_TEXT EXCERPT_
• • •

The picture of a book with a burnt chicken on the cover was all over my blogging circles... people were talking about it, reading it and writing about it... I didn't pay too much attention, I was not really interested, I didn't register the name of the author nor the title of the publication.
Again as I was sipping a nice glass of sherry, enjoying some tapas, flamenco tunes playing in the background and some good company, my friend mentioned a certain author and her latest book by the title of 'One Beautiful Dream'... She sounded like an ideal candidate for the next Catholic Mothers Conference as we shared the same view of life... and although I hadn't read her book yet, I trusted my friend's judgement and enquired about having her to come to talk at our next conference.
All excited, I sent her the email and all depressed I read the answer a few days later... once again 'My beautiful dream' of getting American speakers to come to our conference was crushed by the exorbitant fees... which over there are normal but over here are inaccessible 1. because of our Catholic reality being very very small... and 2. because of Catholic Mothers being only a young apostolate has no money to invest... yet.

• • •

_EXTRACTED RECORDS_

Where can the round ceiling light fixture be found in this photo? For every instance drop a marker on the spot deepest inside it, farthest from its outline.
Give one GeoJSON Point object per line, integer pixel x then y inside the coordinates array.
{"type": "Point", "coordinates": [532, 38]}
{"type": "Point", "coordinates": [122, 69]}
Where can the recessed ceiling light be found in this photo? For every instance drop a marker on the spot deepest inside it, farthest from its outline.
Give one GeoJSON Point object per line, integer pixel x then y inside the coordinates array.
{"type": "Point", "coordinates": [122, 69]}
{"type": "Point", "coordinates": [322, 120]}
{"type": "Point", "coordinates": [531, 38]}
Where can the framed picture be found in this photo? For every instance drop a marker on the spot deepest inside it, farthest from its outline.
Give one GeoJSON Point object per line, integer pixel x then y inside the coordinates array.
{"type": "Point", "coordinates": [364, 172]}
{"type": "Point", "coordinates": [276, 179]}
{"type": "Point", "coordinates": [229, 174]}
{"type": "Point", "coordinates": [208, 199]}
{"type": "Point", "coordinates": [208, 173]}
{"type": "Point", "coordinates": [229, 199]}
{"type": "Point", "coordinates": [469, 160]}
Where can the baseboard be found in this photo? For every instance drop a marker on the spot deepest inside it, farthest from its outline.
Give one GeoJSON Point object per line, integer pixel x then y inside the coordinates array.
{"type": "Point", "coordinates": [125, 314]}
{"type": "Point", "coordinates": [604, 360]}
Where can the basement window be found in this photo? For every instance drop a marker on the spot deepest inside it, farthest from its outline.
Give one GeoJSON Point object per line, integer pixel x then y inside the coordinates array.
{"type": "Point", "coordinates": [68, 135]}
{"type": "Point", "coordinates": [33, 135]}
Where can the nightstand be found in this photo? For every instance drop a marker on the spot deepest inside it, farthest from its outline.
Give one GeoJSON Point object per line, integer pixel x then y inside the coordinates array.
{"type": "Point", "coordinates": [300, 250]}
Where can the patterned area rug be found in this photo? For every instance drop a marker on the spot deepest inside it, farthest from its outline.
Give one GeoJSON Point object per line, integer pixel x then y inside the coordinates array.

• • •

_REQUIRED TASKS_
A - In the blog post, what prevented the writer from getting the invited American speaker to the conference?
B - List each element of the setting that the blog post describes for the moment the friend mentioned the author of 'One Beautiful Dream'.
The entries are separate material, independent of the blog post.

_THE RESULTS_
A - The exorbitant fees.

B - A nice glass of sherry, some tapas, flamenco tunes playing in the background, and some good company.